*Task to complete*
From the records below, please return each line that holds the word "tree".

══ Data in this exercise

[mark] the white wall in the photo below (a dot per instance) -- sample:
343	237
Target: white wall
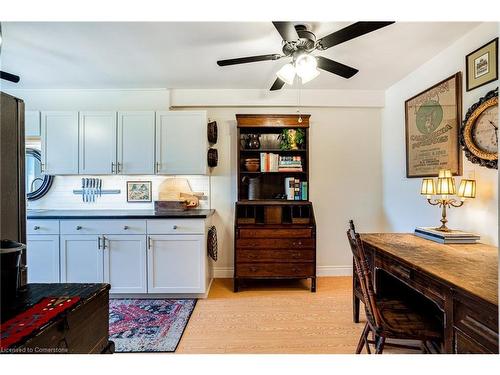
97	100
403	206
345	180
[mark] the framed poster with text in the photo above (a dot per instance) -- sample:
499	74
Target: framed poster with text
432	120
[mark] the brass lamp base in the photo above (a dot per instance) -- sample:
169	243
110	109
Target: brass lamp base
444	203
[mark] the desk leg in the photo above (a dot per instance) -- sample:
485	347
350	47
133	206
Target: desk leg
448	322
355	308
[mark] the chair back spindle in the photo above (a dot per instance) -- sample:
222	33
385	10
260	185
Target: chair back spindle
363	272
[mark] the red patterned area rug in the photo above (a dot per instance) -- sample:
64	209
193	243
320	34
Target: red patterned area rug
148	325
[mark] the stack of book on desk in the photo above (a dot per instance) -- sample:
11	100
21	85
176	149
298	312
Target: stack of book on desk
452	236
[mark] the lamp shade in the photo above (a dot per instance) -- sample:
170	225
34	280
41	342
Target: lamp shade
467	189
445	186
428	187
444	173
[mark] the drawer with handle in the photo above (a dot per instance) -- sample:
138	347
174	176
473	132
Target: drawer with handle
275	243
103	227
275	233
176	226
275	270
247	256
42	227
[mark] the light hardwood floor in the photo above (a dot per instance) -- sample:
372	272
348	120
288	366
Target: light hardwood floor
282	318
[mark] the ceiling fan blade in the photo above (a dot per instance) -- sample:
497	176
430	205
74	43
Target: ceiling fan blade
286	30
335	67
9	77
277	85
350	32
244	60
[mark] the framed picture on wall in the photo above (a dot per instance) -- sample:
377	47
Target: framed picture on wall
432	120
139	191
482	65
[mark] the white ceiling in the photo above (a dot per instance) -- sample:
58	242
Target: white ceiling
184	55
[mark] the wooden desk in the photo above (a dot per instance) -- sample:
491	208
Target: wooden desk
462	280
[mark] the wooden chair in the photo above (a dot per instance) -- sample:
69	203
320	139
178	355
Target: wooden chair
389	318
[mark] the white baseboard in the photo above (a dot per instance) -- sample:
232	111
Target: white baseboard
227	272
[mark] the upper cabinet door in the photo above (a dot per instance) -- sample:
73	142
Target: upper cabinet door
181	142
97	143
60	142
136	142
32	124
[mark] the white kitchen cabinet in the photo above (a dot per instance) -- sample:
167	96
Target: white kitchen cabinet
136	142
181	142
176	264
97	143
59	142
42	256
81	259
32	126
125	263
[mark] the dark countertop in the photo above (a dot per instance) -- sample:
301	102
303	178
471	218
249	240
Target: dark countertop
117	214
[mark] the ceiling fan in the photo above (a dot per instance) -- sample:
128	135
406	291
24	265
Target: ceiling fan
299	42
4	75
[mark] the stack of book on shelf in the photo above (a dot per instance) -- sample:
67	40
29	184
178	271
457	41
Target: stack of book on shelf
269	162
290	164
452	236
295	189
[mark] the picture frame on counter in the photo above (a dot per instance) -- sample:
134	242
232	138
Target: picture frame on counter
432	123
139	191
482	65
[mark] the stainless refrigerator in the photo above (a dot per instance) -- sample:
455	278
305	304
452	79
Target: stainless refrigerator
12	180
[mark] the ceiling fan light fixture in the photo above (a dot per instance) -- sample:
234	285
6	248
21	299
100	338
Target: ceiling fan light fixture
309	75
287	73
306	65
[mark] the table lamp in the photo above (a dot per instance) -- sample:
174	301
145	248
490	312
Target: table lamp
444	187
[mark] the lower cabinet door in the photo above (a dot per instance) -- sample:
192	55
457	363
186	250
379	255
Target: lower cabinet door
42	256
81	259
125	263
176	264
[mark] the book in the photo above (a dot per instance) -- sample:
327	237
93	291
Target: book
303	192
446	240
448	235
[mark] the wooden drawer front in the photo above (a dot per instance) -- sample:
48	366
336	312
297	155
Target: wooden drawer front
275	233
414	279
275	270
103	227
477	321
176	226
466	345
276	243
246	256
42	227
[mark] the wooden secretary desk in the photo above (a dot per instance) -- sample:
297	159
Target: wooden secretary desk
460	279
275	237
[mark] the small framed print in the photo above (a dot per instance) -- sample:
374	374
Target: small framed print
139	191
482	65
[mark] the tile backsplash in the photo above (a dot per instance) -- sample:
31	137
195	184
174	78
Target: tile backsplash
61	196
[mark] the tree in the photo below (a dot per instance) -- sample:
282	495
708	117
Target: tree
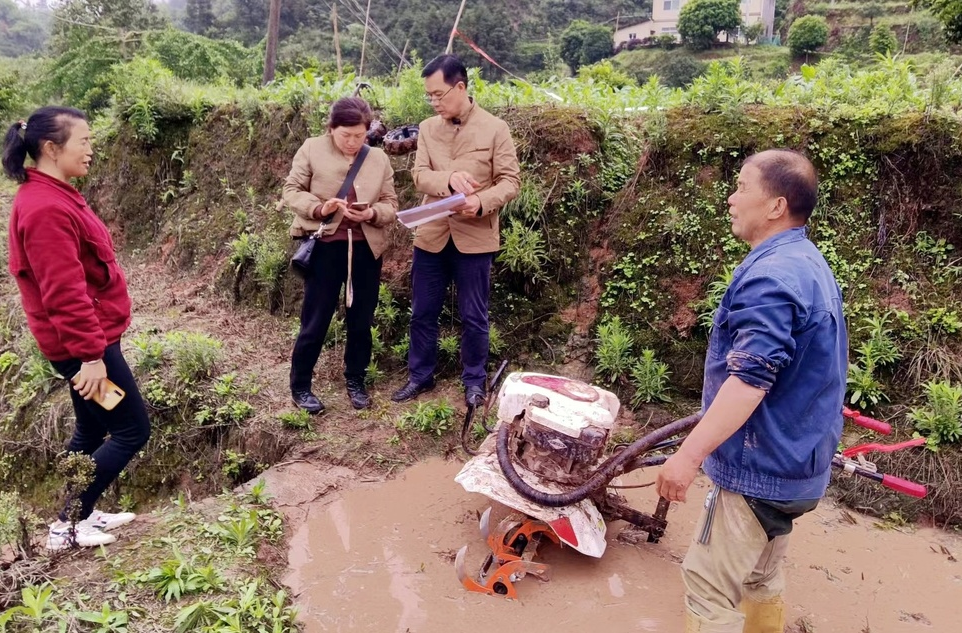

════

*Task result*
[mark] the tree in the photo below (a dot per instance) -- sample:
Target: tree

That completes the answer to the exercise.